Extract all data as written.
====== Dataset ======
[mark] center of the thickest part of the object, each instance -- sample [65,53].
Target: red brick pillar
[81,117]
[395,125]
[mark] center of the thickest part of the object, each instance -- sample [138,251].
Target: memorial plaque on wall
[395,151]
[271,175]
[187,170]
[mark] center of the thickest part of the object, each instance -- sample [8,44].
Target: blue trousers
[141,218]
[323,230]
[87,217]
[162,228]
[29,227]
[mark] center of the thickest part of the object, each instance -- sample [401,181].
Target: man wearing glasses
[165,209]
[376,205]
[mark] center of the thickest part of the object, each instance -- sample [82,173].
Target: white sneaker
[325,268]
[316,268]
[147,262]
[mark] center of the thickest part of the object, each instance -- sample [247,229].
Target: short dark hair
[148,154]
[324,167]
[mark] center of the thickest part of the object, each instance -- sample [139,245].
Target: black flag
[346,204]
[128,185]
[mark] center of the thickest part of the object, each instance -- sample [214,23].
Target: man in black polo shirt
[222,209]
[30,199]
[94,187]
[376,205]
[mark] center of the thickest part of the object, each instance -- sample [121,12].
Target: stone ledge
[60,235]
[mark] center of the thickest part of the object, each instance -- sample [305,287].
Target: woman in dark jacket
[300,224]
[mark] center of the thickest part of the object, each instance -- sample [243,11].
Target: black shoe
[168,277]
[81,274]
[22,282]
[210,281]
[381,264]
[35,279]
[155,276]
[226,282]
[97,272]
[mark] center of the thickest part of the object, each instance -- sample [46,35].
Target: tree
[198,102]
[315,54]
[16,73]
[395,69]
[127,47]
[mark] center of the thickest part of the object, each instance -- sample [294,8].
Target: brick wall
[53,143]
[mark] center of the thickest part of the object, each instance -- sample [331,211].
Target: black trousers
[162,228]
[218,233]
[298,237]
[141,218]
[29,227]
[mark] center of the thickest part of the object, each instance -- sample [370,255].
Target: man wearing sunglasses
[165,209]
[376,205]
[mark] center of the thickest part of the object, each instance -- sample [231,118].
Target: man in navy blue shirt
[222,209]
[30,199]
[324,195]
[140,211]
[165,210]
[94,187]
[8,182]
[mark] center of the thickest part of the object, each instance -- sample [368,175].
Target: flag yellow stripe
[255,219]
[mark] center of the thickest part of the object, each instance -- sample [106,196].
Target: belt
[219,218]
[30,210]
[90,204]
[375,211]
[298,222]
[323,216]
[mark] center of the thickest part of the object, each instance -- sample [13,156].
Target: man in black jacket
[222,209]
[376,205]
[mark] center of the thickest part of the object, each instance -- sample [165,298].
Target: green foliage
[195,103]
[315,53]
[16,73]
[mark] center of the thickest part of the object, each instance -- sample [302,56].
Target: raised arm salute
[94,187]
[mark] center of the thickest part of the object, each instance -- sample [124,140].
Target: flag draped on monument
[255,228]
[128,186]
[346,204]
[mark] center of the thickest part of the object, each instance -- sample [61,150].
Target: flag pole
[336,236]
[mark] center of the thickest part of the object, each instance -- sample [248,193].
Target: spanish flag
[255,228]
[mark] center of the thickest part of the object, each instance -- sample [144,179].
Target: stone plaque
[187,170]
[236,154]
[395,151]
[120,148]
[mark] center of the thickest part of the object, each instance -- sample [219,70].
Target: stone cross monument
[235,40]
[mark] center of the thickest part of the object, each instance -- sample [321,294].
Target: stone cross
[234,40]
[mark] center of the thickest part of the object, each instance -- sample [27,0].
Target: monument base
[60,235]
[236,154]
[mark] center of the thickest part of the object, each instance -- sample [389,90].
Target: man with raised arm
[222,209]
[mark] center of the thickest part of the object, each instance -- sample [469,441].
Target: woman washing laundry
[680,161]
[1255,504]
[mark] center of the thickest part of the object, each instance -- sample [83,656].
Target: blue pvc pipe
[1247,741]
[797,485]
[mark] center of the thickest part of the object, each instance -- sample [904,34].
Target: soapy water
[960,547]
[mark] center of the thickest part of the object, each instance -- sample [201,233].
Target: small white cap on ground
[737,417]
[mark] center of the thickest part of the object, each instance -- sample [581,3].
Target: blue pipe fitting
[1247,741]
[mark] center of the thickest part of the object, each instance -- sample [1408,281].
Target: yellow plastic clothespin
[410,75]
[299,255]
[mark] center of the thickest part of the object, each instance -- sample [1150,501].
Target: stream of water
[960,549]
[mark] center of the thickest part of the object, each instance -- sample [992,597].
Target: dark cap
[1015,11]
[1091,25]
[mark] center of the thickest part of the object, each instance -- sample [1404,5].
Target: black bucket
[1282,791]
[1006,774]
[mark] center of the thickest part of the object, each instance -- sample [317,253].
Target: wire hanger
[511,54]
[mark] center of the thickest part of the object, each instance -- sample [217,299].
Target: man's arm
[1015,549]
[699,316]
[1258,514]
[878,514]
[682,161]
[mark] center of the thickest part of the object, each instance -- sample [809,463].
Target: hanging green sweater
======
Solution to the problem:
[mark] center of the thickest part of the object, each instance -- sample [65,53].
Target: red brick pillar
[81,117]
[395,125]
[mark] center of the thickest part of the object, each instance -- sample [138,251].
Target: memorial plaque on wall
[395,151]
[271,175]
[187,170]
[mark] center of the thickest part of the object, each instance -- sample [8,44].
Target: blue trousers
[141,218]
[323,230]
[87,217]
[162,228]
[29,227]
[mark] center of the thickest part of the object, each instance -- sample [401,181].
Target: man wearing glasses
[165,209]
[376,205]
[mark] center of the thickest part of the object, each instance -- sample [82,173].
Target: white sneaker
[325,268]
[316,268]
[147,262]
[mark] center of the thickest part of the object, each instance -- sample [247,229].
Target: short dark hair
[148,154]
[324,167]
[mark] center of the thickest part of the object, each instance -- sample [139,245].
Target: black flag
[346,204]
[128,185]
[mark] center of the thickest part of the object, each instance -- sample [214,23].
Target: man in black polo shirt
[222,209]
[30,199]
[94,187]
[376,205]
[mark] center of the thickest part of the object, each instance -- sample [121,12].
Target: stone ledge
[60,235]
[mark] center of the thickest part of the object, each instance -- sample [305,287].
Target: woman in dark jacket
[300,224]
[mark] center of the thickest part of the object, each instance -- sample [243,11].
Target: black shoe
[168,277]
[81,274]
[22,282]
[210,281]
[381,264]
[35,279]
[155,276]
[226,282]
[97,272]
[mark] center of the thickest part of the object, each instance -- sample [46,35].
Target: tree
[198,102]
[315,54]
[16,73]
[395,69]
[127,47]
[mark] center of the thickest part of the object, each instance -- sample [294,8].
Target: brick wall
[53,143]
[mark] center of the thickest part of the object, each instance -- sample [331,211].
Target: black trousers
[162,228]
[218,233]
[298,237]
[141,218]
[29,227]
[mark] center of the thickest part of the object, each instance -- sample [370,255].
Target: man wearing sunglasses
[165,209]
[376,205]
[mark] center of the thickest part of the object, each instance -- sample [231,118].
Target: man in navy blue shirt
[222,209]
[30,199]
[324,195]
[140,211]
[165,210]
[94,187]
[8,182]
[mark] center of the thickest part of the object, each instance -- sample [368,175].
Target: flag yellow stripe
[255,219]
[mark] center of the thickest part of the object, each instance -- sample [106,196].
Target: belt
[219,218]
[30,210]
[90,204]
[375,211]
[298,222]
[323,216]
[mark] center of the thickest part of the object, each instance -- sample [13,156].
Target: man in black jacket
[222,209]
[376,205]
[mark] center of the thickest part of the object, each instance -- sample [165,298].
Target: green foliage
[195,103]
[315,53]
[16,73]
[mark] center of the thickest part of the object, each instance -- sample [302,56].
Target: raised arm salute
[94,187]
[mark] center of the thickest part of the object, each instance -- sample [124,140].
Target: flag draped on monument
[255,228]
[128,186]
[346,204]
[mark] center of the thickest part of the object, each instance -- sample [61,150].
Target: flag pole
[336,236]
[mark] center of the thickest part of the object, each instance -- sample [248,193].
Target: spanish flag
[255,228]
[mark] center of the thickest part of the object, each instance -- sample [144,179].
Target: stone plaque
[187,170]
[236,154]
[395,151]
[120,148]
[mark] center of the thickest part of the object, each instance -- sample [219,70].
Target: stone cross monument
[235,40]
[mark] center of the thickest part of the object, each instance -- sample [321,294].
Target: stone cross
[234,40]
[mark] center of the thickest part of the object, each instance -- sample [27,0].
Target: monument base
[60,235]
[236,154]
[mark] center of the thickest part of the object, each instance -- sample [389,90].
Target: man with raised arm
[222,209]
[mark] center of the thickest part of the object, each instance -- sample [469,441].
Target: woman washing laundry
[680,161]
[1255,504]
[mark] center of the thickest part of the object, each instance -- sample [83,656].
Target: blue pvc pipe
[1247,741]
[797,485]
[mark] center of the thickest part of the object, each instance -- sample [904,34].
Target: soapy water
[960,547]
[mark] center of the thickest part of the object, each instance -- sample [201,233].
Target: small white cap on ground
[737,417]
[mark] center of the thickest part of the object, each instance -- sample [581,3].
Target: blue pipe fitting
[1247,741]
[mark] center of the thickest part of the object, each instance -- sample [1408,281].
Target: yellow plastic clothespin
[410,75]
[299,255]
[mark] center of the thickest part of the object, each instance -- sample [1150,501].
Target: stream of water
[960,549]
[mark] center of the thickest part of the object, each instance -- sample [992,597].
Target: dark cap
[1015,11]
[1091,25]
[mark] center of the thickest part of the object, each instance -- sample [1404,5].
Target: black bucket
[1282,791]
[1006,774]
[mark] center of the thickest part of the object, each instance -- sample [317,253].
Target: wire hanger
[511,54]
[mark] center of the thickest part of the object, each instance -- sample [217,299].
Target: man's arm
[1015,549]
[699,316]
[1258,514]
[878,514]
[682,161]
[mark] center of the thickest part of the object, each instance -- sample [809,463].
Target: hanging green sweater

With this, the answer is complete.